Unhappy auditors and plan sponsors may be roaring in response to the outcome of yesterday's FASB board meeting. In case you missed it, Norwalk-based accounting rulemakers opine in favor of enhanced asset risk disclosures. Despite industry arguments to the counter, FASB concludes that benefits outweigh costs, citing credit-related large losses as a factor in their decision to enhance plan transparency.
As stated in our July 15, 2008 post ("FASB Meets to Unlock Pension Investment Risk Information"), critics offer that FAS 132(R) compliance entails time-consuming data collection and analysis, across asset categories and fund managers and, in some cases, for multiple corporate entities. According to CFO.com reporter Marie Leone, FASB chairman Bob Herz (himself a former pension fiduciary) favors layers of information. A plan that allocates four out of every ten dollars to equities would be asked to disclose industry and sector concentrations as follows:
- 40% in equities
- 25% of that 40% in pharma
- 50% of that 25% in high-growth pharma stocks.

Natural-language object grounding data
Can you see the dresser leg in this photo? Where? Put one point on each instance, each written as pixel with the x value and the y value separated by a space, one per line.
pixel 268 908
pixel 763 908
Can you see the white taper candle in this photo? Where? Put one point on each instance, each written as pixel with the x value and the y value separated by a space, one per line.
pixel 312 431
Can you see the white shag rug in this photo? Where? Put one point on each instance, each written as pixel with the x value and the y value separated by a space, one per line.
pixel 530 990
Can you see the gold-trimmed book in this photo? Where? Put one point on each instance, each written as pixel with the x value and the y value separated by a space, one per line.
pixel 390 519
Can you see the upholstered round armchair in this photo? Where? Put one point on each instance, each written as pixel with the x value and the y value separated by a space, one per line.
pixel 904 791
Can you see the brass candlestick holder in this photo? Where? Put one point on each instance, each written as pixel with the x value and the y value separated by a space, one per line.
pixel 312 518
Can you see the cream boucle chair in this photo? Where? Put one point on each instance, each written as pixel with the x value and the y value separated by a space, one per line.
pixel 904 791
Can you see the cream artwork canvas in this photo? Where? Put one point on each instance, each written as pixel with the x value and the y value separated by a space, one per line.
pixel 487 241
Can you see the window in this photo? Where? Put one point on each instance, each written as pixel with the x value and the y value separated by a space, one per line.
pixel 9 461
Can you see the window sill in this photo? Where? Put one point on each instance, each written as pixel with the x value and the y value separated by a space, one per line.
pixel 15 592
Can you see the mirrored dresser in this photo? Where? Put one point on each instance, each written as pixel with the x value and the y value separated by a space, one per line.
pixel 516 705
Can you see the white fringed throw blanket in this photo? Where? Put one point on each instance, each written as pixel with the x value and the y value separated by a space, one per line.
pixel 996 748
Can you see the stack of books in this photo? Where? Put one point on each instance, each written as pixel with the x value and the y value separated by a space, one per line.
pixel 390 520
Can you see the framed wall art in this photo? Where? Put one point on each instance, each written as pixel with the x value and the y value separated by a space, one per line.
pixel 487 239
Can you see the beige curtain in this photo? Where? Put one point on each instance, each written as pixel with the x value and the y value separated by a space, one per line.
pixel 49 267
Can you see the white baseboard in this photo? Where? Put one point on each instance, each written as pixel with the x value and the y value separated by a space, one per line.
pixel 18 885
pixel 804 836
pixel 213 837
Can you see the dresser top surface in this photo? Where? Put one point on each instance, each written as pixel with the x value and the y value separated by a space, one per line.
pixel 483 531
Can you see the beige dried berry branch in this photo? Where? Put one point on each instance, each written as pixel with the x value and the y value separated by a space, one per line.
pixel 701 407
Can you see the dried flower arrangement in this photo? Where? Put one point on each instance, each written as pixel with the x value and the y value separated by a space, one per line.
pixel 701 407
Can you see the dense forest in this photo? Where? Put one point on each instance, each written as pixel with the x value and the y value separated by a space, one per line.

**ASSIGNED TASK 1:** Rewrite the part of the passage on FASB's pension disclosure decision that opens with the words containing "Unhappy auditors and" and closes with "enhance plan transparency.", replacing "roaring" with "grumbling".
**ASSIGNED TASK 2:** Name every distinct percentage that appears in the passage on FASB's pension disclosure decision.

**RESPONSE AREA 1:**
Unhappy auditors and plan sponsors may be grumbling in response to the outcome of yesterday's FASB board meeting. In case you missed it, Norwalk-based accounting rulemakers opine in favor of enhanced asset risk disclosures. Despite industry arguments to the counter, FASB concludes that benefits outweigh costs, citing credit-related large losses as a factor in their decision to enhance plan transparency.

**RESPONSE AREA 2:**
- 40%
- 25%
- 50%